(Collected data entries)

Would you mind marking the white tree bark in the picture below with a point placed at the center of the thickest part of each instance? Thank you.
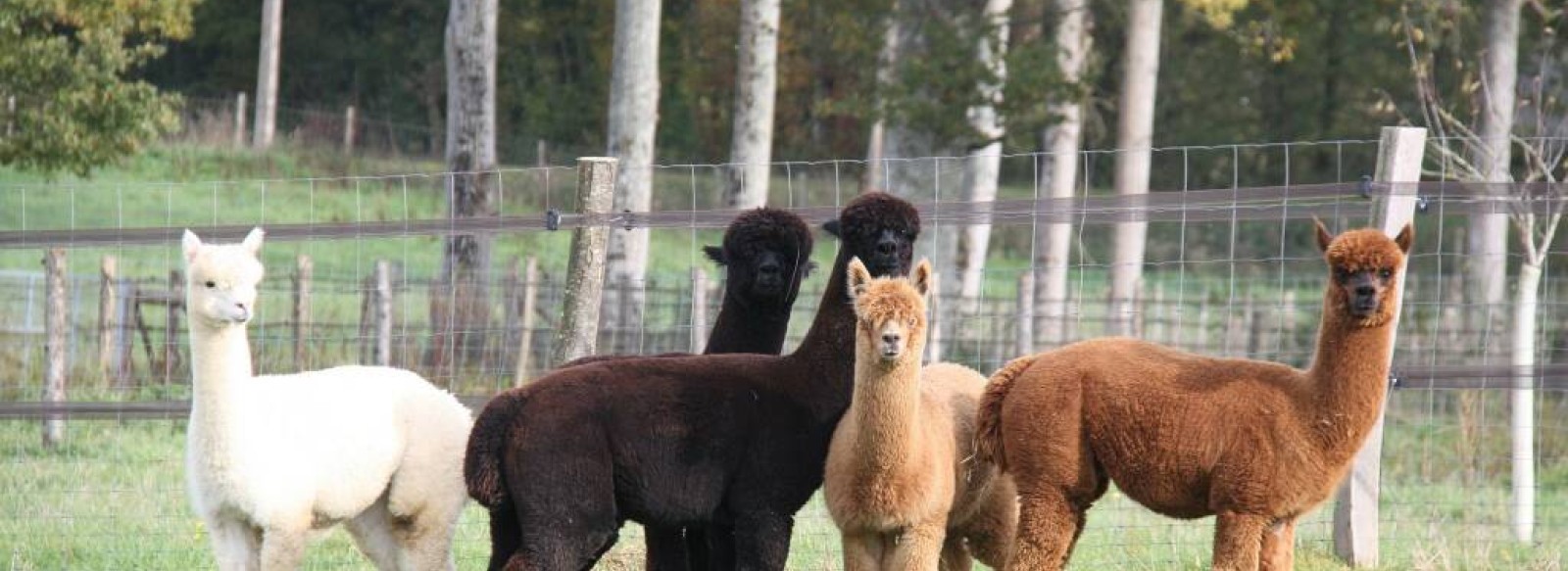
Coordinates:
(1489, 236)
(984, 165)
(757, 85)
(470, 157)
(1053, 245)
(267, 74)
(634, 118)
(1134, 140)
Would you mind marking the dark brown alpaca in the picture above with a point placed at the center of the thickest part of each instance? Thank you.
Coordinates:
(765, 255)
(731, 440)
(1251, 443)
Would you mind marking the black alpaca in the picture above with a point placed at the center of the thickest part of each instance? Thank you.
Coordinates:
(765, 255)
(728, 440)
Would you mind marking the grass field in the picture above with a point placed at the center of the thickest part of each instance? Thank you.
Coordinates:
(114, 500)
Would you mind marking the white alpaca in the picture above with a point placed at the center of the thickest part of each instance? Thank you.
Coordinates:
(271, 458)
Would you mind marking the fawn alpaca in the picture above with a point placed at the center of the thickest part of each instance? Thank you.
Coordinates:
(271, 458)
(1253, 443)
(901, 482)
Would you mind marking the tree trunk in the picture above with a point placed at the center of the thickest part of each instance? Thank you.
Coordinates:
(634, 117)
(470, 157)
(1489, 248)
(267, 72)
(984, 165)
(1053, 245)
(757, 82)
(1134, 140)
(1523, 399)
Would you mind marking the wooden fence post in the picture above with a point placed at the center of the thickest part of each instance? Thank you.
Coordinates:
(1026, 314)
(383, 310)
(579, 326)
(530, 294)
(302, 310)
(172, 325)
(239, 119)
(109, 314)
(1355, 508)
(55, 349)
(349, 130)
(698, 310)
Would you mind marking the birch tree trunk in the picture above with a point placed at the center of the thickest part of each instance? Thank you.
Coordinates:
(1134, 140)
(267, 74)
(1489, 247)
(984, 165)
(634, 117)
(757, 85)
(1053, 245)
(470, 157)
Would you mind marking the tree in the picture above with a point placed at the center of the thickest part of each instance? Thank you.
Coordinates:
(267, 74)
(634, 118)
(470, 157)
(67, 67)
(1073, 41)
(1134, 149)
(757, 80)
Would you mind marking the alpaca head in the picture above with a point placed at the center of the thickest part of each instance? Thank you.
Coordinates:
(220, 279)
(765, 253)
(880, 229)
(890, 312)
(1364, 268)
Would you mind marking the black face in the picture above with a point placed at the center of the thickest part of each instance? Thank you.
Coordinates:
(1363, 289)
(880, 229)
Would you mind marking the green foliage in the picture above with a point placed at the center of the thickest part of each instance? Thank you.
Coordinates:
(68, 65)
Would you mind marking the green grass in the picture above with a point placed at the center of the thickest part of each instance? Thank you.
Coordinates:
(112, 498)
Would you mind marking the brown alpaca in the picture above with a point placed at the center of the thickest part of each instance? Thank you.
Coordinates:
(1251, 443)
(901, 484)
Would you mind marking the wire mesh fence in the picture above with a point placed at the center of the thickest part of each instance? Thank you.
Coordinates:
(1231, 268)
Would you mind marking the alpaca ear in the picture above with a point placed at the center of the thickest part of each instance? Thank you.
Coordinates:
(1405, 239)
(192, 245)
(1324, 239)
(858, 278)
(922, 278)
(253, 242)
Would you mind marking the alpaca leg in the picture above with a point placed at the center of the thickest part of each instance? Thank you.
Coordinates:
(1048, 526)
(372, 532)
(234, 543)
(282, 547)
(666, 547)
(1278, 552)
(861, 550)
(1238, 540)
(956, 555)
(762, 540)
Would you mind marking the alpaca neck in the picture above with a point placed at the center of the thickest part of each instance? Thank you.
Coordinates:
(886, 411)
(749, 328)
(1348, 378)
(830, 341)
(220, 361)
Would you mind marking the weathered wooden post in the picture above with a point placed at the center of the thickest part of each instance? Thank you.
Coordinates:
(383, 310)
(530, 294)
(302, 310)
(109, 314)
(579, 325)
(1024, 322)
(698, 309)
(55, 349)
(349, 130)
(1355, 508)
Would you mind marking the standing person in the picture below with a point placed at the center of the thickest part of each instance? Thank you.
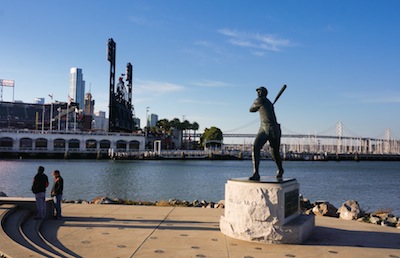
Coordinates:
(56, 192)
(269, 130)
(40, 183)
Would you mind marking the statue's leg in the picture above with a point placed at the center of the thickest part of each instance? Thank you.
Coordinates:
(258, 143)
(275, 145)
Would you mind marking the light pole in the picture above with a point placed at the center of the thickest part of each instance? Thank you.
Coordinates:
(147, 127)
(59, 117)
(147, 116)
(51, 112)
(76, 111)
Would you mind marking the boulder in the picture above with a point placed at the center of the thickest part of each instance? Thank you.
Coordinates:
(375, 220)
(350, 210)
(325, 209)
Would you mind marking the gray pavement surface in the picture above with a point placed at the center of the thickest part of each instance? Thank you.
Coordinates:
(89, 230)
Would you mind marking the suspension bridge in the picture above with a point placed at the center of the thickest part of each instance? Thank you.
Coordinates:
(344, 144)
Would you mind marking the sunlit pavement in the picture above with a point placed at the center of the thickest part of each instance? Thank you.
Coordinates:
(89, 230)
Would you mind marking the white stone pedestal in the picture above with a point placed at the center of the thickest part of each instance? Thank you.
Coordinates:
(265, 211)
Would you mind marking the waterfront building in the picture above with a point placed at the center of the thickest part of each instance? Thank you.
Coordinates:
(152, 120)
(100, 122)
(39, 100)
(77, 87)
(136, 122)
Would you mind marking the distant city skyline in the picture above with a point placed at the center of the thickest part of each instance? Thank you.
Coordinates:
(203, 60)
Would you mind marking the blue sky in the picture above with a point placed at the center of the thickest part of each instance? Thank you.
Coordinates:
(203, 60)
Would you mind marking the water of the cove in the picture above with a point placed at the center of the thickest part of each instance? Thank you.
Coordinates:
(374, 184)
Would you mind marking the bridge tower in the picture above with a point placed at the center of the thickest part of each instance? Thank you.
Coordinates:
(339, 134)
(387, 146)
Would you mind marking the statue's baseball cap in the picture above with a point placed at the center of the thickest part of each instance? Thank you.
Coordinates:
(262, 88)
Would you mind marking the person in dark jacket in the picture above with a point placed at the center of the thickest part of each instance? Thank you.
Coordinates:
(56, 192)
(40, 183)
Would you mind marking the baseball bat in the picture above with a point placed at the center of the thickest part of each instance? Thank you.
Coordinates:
(279, 94)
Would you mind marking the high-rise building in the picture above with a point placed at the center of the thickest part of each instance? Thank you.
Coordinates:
(152, 120)
(77, 87)
(89, 104)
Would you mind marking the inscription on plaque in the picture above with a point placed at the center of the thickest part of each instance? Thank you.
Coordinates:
(291, 202)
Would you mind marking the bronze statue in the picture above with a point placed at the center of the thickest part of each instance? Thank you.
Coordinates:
(269, 130)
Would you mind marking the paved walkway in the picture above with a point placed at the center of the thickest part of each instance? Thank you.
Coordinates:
(89, 230)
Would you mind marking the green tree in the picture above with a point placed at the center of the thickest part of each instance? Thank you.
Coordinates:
(212, 134)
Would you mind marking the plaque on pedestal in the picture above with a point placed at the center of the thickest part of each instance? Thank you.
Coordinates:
(265, 211)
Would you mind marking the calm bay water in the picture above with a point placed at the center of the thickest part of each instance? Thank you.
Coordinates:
(375, 185)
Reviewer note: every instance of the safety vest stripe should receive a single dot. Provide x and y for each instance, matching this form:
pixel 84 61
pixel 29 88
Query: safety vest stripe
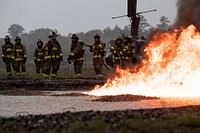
pixel 8 49
pixel 80 59
pixel 18 50
pixel 97 56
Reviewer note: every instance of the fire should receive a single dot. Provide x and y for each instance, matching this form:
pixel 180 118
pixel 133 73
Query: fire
pixel 172 68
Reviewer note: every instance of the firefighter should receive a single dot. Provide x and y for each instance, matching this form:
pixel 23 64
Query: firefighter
pixel 118 51
pixel 52 56
pixel 20 57
pixel 7 55
pixel 39 58
pixel 76 56
pixel 98 55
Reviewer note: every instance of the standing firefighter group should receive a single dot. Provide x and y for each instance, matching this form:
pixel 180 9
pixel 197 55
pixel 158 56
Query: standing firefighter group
pixel 48 57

Exercise goal: Read through the data above. Report each line that has the word "grass".

Output of the task:
Would you mind marking the grass field in the picture above with a point placed at the center of the thickest part of each instance? Thank you.
Would you mind marking the green grass in the picture above with a point placed at the center of the thickest part of each instance? Thank you.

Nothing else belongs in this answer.